- _Data for processing_:

+++

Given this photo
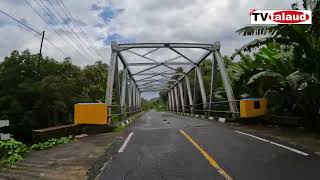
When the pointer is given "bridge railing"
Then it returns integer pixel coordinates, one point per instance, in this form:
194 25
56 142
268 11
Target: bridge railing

+++

- _Given exercise_:
Please copy out the entries above word for word, leaving out the picture.

- _Answer to the task_:
Given this photo
When the pointer is given "bridge railing"
Then it returns integer pixel coordinates, one point per instance, in this form:
194 25
56 142
268 11
Target: bridge railing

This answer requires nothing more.